QUELLENAUSZUG –
· · · · ·

Die Speicherung der Daten zu diesem Zweck ist auch erforderlich, weil die Beklagte ihre vertraglichen Verpflichtungen gegenüber ihren Kunden in Form von Anfragen zur Bonität des Klägers mangels vollständiger Datengrundlage sonst nicht erfüllen kann ( vgl. OLG Stuttgart, Urteil vom 10.08.2022 - 9 U 24/22 - zit. n. Juris; OLG Frankfurt a. M. ( 7. Zivilsenat), Urteil vom 18.01.2023 - 7 U 100/22, BeckRS 2023, 583).
Darüber hinaus diente die Speicherung auch und insbesondere den Interessen von Vertragspartnern der Beklagten als potentielle Kreditgeber des Klägers. Die Speicherung der streitgegenständlichen Daten bildete die Datengrundlage für erbetene Auskünfte dieses umgrenzten Personenkreises unter Darlegung eines berechtigten Interesses, was bei einer konkret beabsichtigten Geschäftsbeziehung zum Kläger regelmäßig vorliegen wird. Dass das Interesse der potentiellen Kunden der Beklagten nicht nur berechtigt, sondern auch von der europäischen und der innerstaatlichen Rechtsordnung als besonders schützenswert angesehen wird, ist insbesondere an den zur Umsetzung des Art. 8 der RL 2008/48/EG des Europäischen Parlaments und des Rates vom 23. April 2008 über Verbraucherkreditverträge und zur Aufhebung der RL 87/102/EWG des Rates ersichtlich, die die Vergabe von Verbraucherkrediten unter die Voraussetzung einer auf Daten wie der Beklagten basierenden Kreditwürdigkeitsprüfung stellt ( vgl. OLG Frankfurt a. M. ( 7. Zivilsenat), Urteil vom 18.01.2023 - 7 U 100/22, BeckRS 2023, 583; OLG Köln, Urteil vom 27.01.2022 - 15 U 153/21 - zit. n. Juris). Diese und die darauf beruhende Übermittlung der angefragten Daten, ebenfalls Verarbeitung im Sinne des Art. 4 Nr. 2 DSGVO, sind zur Wahrung dieser berechtigten Interessen erforderlich, da die anfragenden Kunden das frühere Zahlungsverhalten auch für die eigene, potentiell beabsichtigte Geschäftsbeziehung zur Klägerin offensichtlich für vertragsrelevant halten. Andernfalls würden sie eine Auskunft über derartige, von der Beklagten typischerweise gespeicherte Daten nicht einholen (vgl. OLG Frankfurt a.M., Urteil vom 18.01.2023 - 7 U 100/22, BeckRS 2023, 583).
bb) Zur Wahrung dieser Interessen war die Aufnahme eines Negativeintrags bezüglich der vom Kläger zunächst nicht beglichenen Forderung erforderlich. Denn der Umstand, dass eine geschuldete Leistung trotz Fälligkeit nicht erbracht worden ist, ist für die Beurteilung der Zahlungswilligkeit bzw. -fähigkeit des Betroffenen grundsätzlich bedeutsam. Im Streitfall ergibt sich keine Ausnahme von diesem Grundsatz.

· · · · ·

DATEN –
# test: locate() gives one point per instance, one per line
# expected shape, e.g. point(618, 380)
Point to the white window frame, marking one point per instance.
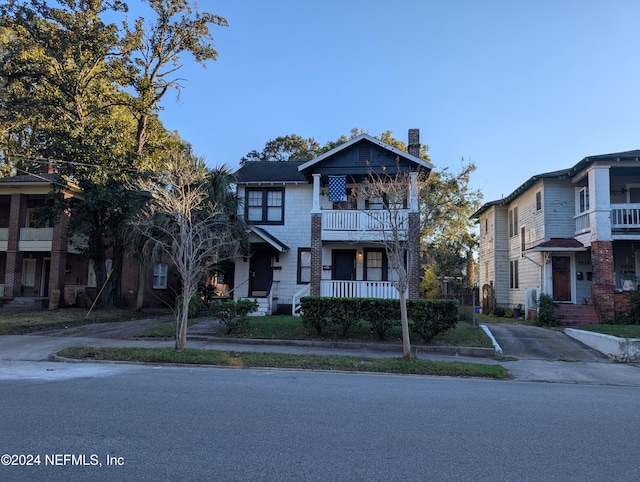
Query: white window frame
point(582, 200)
point(160, 276)
point(29, 272)
point(513, 222)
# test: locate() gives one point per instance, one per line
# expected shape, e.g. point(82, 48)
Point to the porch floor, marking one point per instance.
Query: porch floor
point(578, 315)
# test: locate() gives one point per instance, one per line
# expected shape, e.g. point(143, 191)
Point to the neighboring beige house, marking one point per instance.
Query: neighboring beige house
point(573, 234)
point(311, 226)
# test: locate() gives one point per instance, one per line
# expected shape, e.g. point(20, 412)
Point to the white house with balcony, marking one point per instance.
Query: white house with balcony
point(573, 234)
point(315, 231)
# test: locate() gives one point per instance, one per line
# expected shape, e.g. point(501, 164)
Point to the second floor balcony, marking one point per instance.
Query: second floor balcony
point(363, 225)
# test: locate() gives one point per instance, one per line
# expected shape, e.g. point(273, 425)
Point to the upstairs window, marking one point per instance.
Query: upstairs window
point(265, 206)
point(304, 265)
point(513, 274)
point(583, 200)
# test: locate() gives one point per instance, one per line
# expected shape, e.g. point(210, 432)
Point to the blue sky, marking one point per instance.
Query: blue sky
point(517, 87)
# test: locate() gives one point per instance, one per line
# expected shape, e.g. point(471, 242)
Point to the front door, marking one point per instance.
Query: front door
point(260, 272)
point(344, 264)
point(561, 274)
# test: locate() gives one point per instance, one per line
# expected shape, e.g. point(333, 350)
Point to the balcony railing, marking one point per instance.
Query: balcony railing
point(583, 223)
point(367, 224)
point(4, 238)
point(625, 216)
point(36, 239)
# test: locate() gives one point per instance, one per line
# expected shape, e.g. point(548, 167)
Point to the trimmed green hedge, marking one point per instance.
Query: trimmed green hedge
point(427, 318)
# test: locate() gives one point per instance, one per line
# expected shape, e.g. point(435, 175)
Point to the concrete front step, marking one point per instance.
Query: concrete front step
point(578, 315)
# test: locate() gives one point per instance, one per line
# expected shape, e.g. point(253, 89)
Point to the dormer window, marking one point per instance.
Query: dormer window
point(265, 206)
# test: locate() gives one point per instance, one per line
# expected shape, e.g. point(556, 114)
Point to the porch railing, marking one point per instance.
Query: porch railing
point(370, 220)
point(358, 289)
point(295, 301)
point(36, 234)
point(625, 216)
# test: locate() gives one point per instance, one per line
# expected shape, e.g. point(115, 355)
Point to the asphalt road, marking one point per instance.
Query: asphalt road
point(179, 423)
point(535, 343)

· · · · ·

WAS ZU TUN IST –
Schreiben Sie aus dem Quellenauszug den Abschnitt von „bb) Zur Wahrung“ bis einschließlich „von diesem Grundsatz.“ wörtlich ab.

BEARBEITETE AUFGABE –
bb) Zur Wahrung dieser Interessen war die Aufnahme eines Negativeintrags bezüglich der vom Kläger zunächst nicht beglichenen Forderung erforderlich. Denn der Umstand, dass eine geschuldete Leistung trotz Fälligkeit nicht erbracht worden ist, ist für die Beurteilung der Zahlungswilligkeit bzw. -fähigkeit des Betroffenen grundsätzlich bedeutsam. Im Streitfall ergibt sich keine Ausnahme von diesem Grundsatz.